- **Saved entries**
####

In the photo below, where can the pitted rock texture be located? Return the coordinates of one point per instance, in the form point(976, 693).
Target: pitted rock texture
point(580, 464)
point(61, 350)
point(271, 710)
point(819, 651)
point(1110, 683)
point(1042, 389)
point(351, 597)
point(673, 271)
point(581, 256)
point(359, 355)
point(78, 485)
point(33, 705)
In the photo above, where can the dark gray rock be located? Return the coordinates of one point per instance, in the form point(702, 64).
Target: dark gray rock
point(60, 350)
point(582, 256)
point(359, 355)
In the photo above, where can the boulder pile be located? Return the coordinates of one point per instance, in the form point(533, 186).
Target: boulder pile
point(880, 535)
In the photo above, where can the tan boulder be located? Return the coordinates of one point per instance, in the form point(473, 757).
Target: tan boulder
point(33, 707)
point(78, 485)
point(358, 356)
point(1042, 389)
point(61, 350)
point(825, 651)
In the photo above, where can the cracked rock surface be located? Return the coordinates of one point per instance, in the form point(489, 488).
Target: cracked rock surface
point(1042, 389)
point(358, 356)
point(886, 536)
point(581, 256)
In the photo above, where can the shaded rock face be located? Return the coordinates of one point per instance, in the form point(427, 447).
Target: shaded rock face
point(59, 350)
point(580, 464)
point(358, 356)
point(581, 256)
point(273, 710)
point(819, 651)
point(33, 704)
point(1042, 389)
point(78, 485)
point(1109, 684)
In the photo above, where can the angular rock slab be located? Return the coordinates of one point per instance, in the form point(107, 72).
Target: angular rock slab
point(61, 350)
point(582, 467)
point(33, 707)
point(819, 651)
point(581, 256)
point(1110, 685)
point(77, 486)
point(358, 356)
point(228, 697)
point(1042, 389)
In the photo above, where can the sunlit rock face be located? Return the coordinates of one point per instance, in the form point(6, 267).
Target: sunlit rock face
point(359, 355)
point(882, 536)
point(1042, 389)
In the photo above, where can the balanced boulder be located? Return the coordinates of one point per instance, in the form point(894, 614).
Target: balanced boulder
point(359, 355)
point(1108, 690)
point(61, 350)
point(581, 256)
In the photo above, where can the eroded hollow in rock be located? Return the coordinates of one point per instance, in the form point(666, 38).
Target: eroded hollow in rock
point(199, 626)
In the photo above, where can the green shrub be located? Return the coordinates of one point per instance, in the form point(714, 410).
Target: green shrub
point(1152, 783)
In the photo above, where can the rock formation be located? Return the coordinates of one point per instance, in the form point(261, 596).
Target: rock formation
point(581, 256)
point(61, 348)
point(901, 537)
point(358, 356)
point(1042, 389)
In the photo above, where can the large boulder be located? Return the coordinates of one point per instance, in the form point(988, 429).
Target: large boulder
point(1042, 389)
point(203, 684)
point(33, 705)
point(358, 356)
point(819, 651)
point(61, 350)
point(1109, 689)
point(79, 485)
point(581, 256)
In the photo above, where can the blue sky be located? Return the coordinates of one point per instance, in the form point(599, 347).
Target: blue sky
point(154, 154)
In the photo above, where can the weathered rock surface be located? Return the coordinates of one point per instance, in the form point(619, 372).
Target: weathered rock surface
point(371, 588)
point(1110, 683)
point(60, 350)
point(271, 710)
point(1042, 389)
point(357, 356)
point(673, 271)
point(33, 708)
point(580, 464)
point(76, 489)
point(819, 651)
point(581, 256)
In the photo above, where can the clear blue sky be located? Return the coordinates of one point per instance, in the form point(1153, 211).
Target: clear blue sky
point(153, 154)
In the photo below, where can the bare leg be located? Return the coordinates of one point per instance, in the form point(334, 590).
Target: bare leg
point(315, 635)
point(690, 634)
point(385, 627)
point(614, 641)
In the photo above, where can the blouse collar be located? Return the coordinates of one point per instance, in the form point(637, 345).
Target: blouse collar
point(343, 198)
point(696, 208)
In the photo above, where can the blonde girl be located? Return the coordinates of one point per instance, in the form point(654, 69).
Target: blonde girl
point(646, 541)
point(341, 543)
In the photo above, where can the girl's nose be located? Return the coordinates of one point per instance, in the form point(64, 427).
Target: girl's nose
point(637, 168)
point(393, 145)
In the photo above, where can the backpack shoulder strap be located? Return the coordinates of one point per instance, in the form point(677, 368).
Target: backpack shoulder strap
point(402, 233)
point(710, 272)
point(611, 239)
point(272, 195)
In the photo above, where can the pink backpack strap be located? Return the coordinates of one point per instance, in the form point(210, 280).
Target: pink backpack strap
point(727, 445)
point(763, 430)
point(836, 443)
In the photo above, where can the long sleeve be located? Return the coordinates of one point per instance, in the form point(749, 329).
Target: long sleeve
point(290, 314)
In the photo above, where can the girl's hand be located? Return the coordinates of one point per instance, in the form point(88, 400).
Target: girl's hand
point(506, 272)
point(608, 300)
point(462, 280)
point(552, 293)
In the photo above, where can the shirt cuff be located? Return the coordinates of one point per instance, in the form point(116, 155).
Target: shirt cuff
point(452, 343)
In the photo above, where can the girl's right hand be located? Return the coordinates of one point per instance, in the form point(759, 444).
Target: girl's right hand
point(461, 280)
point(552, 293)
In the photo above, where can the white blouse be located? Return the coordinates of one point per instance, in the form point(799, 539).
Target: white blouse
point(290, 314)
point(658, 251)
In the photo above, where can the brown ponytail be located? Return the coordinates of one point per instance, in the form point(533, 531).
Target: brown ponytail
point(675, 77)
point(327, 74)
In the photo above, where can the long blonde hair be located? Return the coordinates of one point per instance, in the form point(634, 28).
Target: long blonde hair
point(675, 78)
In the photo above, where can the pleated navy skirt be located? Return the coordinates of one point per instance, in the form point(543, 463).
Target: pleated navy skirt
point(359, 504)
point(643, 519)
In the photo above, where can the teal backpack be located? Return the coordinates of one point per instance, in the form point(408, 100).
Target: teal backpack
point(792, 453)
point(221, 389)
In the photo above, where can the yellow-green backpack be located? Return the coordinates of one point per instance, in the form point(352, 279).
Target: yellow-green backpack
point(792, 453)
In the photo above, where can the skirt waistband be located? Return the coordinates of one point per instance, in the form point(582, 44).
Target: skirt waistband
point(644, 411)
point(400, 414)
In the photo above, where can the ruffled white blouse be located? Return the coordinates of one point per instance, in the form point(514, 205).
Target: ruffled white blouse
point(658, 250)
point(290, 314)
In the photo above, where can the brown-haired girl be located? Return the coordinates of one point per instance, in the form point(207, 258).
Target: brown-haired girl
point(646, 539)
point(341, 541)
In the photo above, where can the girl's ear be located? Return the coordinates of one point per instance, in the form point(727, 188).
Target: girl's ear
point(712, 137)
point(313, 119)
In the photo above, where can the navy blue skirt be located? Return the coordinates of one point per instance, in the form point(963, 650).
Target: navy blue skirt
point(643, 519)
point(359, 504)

####

- **Instructions to follow**
What you return must match the records exactly, down to the last line.

- **Task solution**
In the photo below, where can the pitted rock texture be located? Return the coordinates of one point per instance, in the form point(976, 693).
Target: pitted rock texture
point(580, 464)
point(61, 350)
point(271, 710)
point(819, 651)
point(1110, 683)
point(1042, 389)
point(351, 597)
point(673, 271)
point(581, 256)
point(359, 355)
point(78, 485)
point(33, 705)
In the photo above, where can the dark gray rock be located? Return the coordinates of one point per instance, in the form point(702, 64).
Target: dark gray rock
point(60, 350)
point(582, 256)
point(359, 355)
In the photo above, where can the boulder pile be located? Return the coordinates of one point per instance, in the form point(533, 186).
Target: boulder pile
point(880, 535)
In the photo above, where can the tan boulder be located? Return the coordinates of one point per instance, in the form point(473, 757).
Target: tan boulder
point(33, 707)
point(78, 485)
point(358, 356)
point(1042, 389)
point(61, 350)
point(825, 651)
In the photo above, where can the cracked rock surface be located? Return the coordinates of one point per instance, in the form point(489, 488).
Target: cracked rock surface
point(1042, 389)
point(358, 356)
point(886, 536)
point(581, 256)
In the photo above, where can the shaded rock face be located? Return the coordinates of one point per instance, in the form point(427, 447).
Target: shaded rock face
point(59, 350)
point(580, 464)
point(358, 356)
point(581, 256)
point(273, 710)
point(819, 651)
point(33, 704)
point(1042, 389)
point(78, 485)
point(1109, 684)
In the photo above, where can the angular rock slab be located? Return the coordinates of one point per instance, in the form point(107, 72).
Target: angular rock slab
point(61, 350)
point(582, 467)
point(33, 707)
point(819, 651)
point(581, 256)
point(1110, 685)
point(77, 486)
point(358, 356)
point(228, 697)
point(1042, 389)
In the photo above, where can the sunlit rock face be located? Return the coordinates of one point per instance, in the form point(6, 267).
Target: sunlit rock face
point(359, 355)
point(882, 536)
point(1042, 389)
In the photo above, where can the balanced boulder be located? Return the coordinates of one point per instance, in the form point(894, 614).
Target: balanced boulder
point(359, 355)
point(1108, 690)
point(61, 350)
point(581, 256)
In the photo above, where can the eroded hollow in rock be located? Return the coordinates of one point per instance, in the form point(666, 38).
Target: eroded hollow in rock
point(199, 626)
In the photo above, where can the green shrub be located? Return the coordinates of one point per instance, in the form point(714, 410).
Target: green shrub
point(1152, 783)
In the photo above, where can the rock formation be located? Return the coordinates of one point per instance, in the form point(261, 596).
Target: rock formation
point(581, 256)
point(61, 348)
point(901, 537)
point(358, 356)
point(1042, 389)
In the photo above, where can the large boulder be located? Return the coordinates of one point per instance, in the form point(988, 429).
Target: large boulder
point(1042, 389)
point(203, 684)
point(33, 705)
point(358, 356)
point(819, 651)
point(61, 350)
point(1109, 689)
point(79, 485)
point(581, 256)
In the photo above, where can the blue sky be located? Return the coordinates of one point per instance, in the form point(599, 347).
Target: blue sky
point(154, 154)
In the photo above, where can the weathered rock surface be located? Return the coordinates of one point per instance, in the form point(619, 372).
Target: weathered rock surface
point(371, 588)
point(1110, 683)
point(60, 350)
point(271, 710)
point(1042, 389)
point(357, 356)
point(673, 271)
point(33, 708)
point(580, 464)
point(76, 489)
point(819, 651)
point(581, 256)
In the photo above, where can the clear blue sky be located? Return the coordinates of one point per instance, in the form point(1153, 211).
Target: clear blue sky
point(153, 154)
In the photo below, where can the bare leg be located? Return the coordinates of one point per instance, in the form point(334, 590).
Target: bare leg
point(315, 635)
point(690, 634)
point(385, 627)
point(614, 641)
In the photo above, where can the blouse collar be located? Return the coordinates of one point per instance, in the form point(637, 345).
Target: blouse collar
point(343, 198)
point(696, 208)
In the photo above, where can the blonde girl be located? Return the coordinates of one point per instance, in the form point(654, 69).
Target: blonde girl
point(646, 541)
point(341, 543)
In the photo above, where can the girl's nose be located? Return the coordinates of one point per instance, in the form point(64, 427).
Target: girl's nose
point(637, 168)
point(393, 145)
In the photo above, where can the backpack shoulder strap be located? Return the coordinates of one point per instance, in the form point(677, 368).
Target: backpack shoulder strap
point(402, 233)
point(710, 272)
point(611, 239)
point(272, 195)
In the photo above, where can the pink backpack strap be located? Return the coordinates of one point per instance, in the form point(210, 280).
Target: pink backpack strap
point(727, 445)
point(763, 430)
point(836, 443)
In the photo above, where can the long sleeve be located? Return the coordinates of one point per instance, in the form point(749, 329).
Target: long sleeve
point(290, 314)
In the photo above, where can the girl's hand be located? Return the coordinates of one point per instance, in the form point(88, 400).
Target: girl's hand
point(506, 272)
point(608, 300)
point(462, 280)
point(552, 293)
In the photo above, where can the shirt cuff be located? Return the coordinates of one point per instance, in the form point(116, 155).
Target: shirt cuff
point(452, 343)
In the photo above, where can the girl's right hand be located? Return the coordinates of one point per instance, in the form point(759, 444).
Target: girl's right hand
point(461, 280)
point(552, 293)
In the photo above, where can the white blouse be located? Return the coordinates of one point per instance, in the form point(799, 539).
Target: white blouse
point(290, 314)
point(658, 251)
In the photo above, where can the brown ponytail be located? Return the coordinates of one point per instance, in the form point(533, 531).
Target: brown ponytail
point(675, 77)
point(327, 74)
In the photo above, where can the long blonde hair be located? Return the coordinates of one point per instance, in the form point(634, 28).
Target: long blonde hair
point(675, 78)
In the photo above, where can the pleated navy skirt be located? Return the coordinates of one point per instance, in the form point(543, 463).
Target: pleated navy skirt
point(359, 504)
point(643, 519)
In the photo above, where can the teal backpack be located? Return the coordinates of one point per instance, in the form point(408, 100).
Target: teal backpack
point(792, 453)
point(221, 389)
In the photo above, where can the yellow-green backpack be located? Return the coordinates of one point per instance, in the form point(352, 279).
Target: yellow-green backpack
point(792, 453)
In the photo above, where can the skirt waistband be located? Return the coordinates of one point per instance, in the form point(582, 44).
Target: skirt waistband
point(644, 411)
point(400, 414)
In the photo above, where can the ruffled white blouse be located? Return the coordinates of one point per instance, in the form point(514, 205).
Target: ruffled white blouse
point(658, 250)
point(290, 314)
In the photo above, where can the brown-haired girl be located? Return the coordinates of one point per instance, in the form point(207, 258).
Target: brown-haired girl
point(646, 539)
point(341, 541)
In the photo above, where can the girl's ear be located? Return the coordinates of one point per instance, in the form point(727, 188).
Target: girl's ear
point(712, 137)
point(313, 119)
In the photo above, where can the navy blue skirt be located? Return the coordinates of one point per instance, in the form point(963, 650).
Target: navy blue skirt
point(643, 519)
point(359, 504)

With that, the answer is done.